To be done:
Transcribe the records below exactly.

Working data:

○ ○ ○ ○ ○

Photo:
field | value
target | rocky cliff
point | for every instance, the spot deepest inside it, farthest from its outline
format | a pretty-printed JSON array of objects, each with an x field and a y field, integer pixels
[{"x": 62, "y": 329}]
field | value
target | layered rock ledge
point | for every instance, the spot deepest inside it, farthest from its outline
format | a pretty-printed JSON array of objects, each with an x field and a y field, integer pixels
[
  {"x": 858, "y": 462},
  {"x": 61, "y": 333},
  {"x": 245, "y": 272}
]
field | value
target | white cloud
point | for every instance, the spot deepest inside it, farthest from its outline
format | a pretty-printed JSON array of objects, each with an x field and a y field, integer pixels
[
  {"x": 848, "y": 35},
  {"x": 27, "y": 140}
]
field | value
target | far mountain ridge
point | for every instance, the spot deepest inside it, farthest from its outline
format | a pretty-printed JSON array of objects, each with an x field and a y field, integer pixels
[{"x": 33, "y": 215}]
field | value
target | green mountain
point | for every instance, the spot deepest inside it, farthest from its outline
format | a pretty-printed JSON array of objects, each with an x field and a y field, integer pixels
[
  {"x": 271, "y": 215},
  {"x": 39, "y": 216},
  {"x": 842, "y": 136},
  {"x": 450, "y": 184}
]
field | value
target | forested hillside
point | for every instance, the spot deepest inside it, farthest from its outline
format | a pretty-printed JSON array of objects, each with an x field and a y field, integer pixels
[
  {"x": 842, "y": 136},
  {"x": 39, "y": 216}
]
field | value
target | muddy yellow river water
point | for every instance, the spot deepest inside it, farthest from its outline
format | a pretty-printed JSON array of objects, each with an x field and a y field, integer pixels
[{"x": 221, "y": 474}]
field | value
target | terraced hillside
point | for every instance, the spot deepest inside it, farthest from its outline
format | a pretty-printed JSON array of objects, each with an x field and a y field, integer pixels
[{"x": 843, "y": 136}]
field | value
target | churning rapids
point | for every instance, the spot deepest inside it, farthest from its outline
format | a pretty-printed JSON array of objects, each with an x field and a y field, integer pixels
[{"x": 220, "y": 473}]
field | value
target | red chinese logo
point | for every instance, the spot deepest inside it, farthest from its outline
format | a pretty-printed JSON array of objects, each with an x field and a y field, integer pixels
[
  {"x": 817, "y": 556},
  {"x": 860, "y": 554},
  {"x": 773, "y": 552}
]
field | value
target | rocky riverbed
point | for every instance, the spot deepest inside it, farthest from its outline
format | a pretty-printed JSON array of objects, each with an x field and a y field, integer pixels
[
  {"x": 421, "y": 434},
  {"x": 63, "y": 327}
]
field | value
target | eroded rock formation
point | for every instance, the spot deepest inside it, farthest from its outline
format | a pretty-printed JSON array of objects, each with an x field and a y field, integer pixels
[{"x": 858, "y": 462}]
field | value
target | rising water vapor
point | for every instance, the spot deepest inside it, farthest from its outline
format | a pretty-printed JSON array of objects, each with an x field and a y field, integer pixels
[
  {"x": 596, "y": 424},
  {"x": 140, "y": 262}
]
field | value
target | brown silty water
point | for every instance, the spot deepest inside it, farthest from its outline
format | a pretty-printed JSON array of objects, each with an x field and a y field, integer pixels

○ ○ ○ ○ ○

The response:
Photo:
field | value
target | rocky cliff
point | for every instance, the spot deepest inside it, farthest from its outline
format | a pretty-printed JSON array of objects, each with an x field and a y field, integer pixels
[{"x": 62, "y": 329}]
field | value
target | layered rock ledge
point | for every instance, the spot deepest inside it, farthest from its outline
format | a pretty-printed JSON array of objects, each with an x field and a y field, integer pixels
[
  {"x": 858, "y": 462},
  {"x": 61, "y": 333},
  {"x": 245, "y": 272}
]
field | value
target | white cloud
point | for every instance, the spot deepest inside it, farthest from its outline
format | a pretty-printed JSON array of objects, each with an x field and a y field, integer pixels
[
  {"x": 848, "y": 35},
  {"x": 27, "y": 140}
]
field | value
target | far mountain ridge
point | for every instance, the spot deepest inside it, farthest from its outline
format | a pretty-printed JSON array of objects, each with an x field and a y field, integer pixels
[{"x": 33, "y": 215}]
field | value
target | green mountain
point | for every instance, the spot deepest inside it, farthest from its outline
format | a pretty-printed JSON array of objects, each with an x field and a y field, integer pixels
[
  {"x": 271, "y": 215},
  {"x": 39, "y": 216},
  {"x": 842, "y": 136},
  {"x": 450, "y": 184}
]
field | value
target | forested hillside
point | for every instance, the spot deepest inside it, farthest from its outline
format | a pretty-printed JSON array of objects, each with an x field and a y field, integer pixels
[
  {"x": 842, "y": 136},
  {"x": 39, "y": 216}
]
field | value
target | muddy yellow river water
point | for every instance, the spot deepest inside it, farthest from its outline
format | a pretty-printed JSON array of objects, each with an x field and a y field, integer pixels
[{"x": 221, "y": 474}]
field | value
target | terraced hillside
point | for every instance, the spot deepest inside it, farthest from its outline
format | a pretty-printed JSON array of objects, each with an x field and a y field, integer pixels
[{"x": 843, "y": 136}]
field | value
target | churning rapids
point | for every instance, the spot deepest inside it, farthest from its outline
format | a pretty-printed JSON array of objects, each with an x field and a y field, integer pixels
[{"x": 220, "y": 473}]
field | value
target | red chinese logo
point | for every instance, the spot deepest inside it, farthest from its outline
format | a pretty-printed JSON array of objects, each with an x field and a y field, integer pixels
[
  {"x": 817, "y": 556},
  {"x": 860, "y": 554},
  {"x": 773, "y": 552}
]
field | value
target | rocky riverbed
point | for every instance, the spot deepest inside it, farthest from its outline
format | a pretty-printed JSON array of objects, each with an x field and a y field, integer pixels
[
  {"x": 421, "y": 434},
  {"x": 63, "y": 327}
]
field | value
target | eroded rock formation
point | for every instance, the spot deepest inside it, farthest from its outline
format | a pretty-printed JSON array of objects, each with an x field and a y field, integer pixels
[{"x": 858, "y": 462}]
field | value
target | rising water vapor
point | for every instance, the spot deepest inside it, farthest from its outline
format | a pretty-printed JSON array of objects, each with an x field and a y field, integer pixels
[
  {"x": 596, "y": 424},
  {"x": 140, "y": 262}
]
field | value
target | brown silty water
point | for every instance, the spot deepest inside it, farthest from its outline
format | a pretty-printed JSON array of objects, each with an x field and a y field, integer pixels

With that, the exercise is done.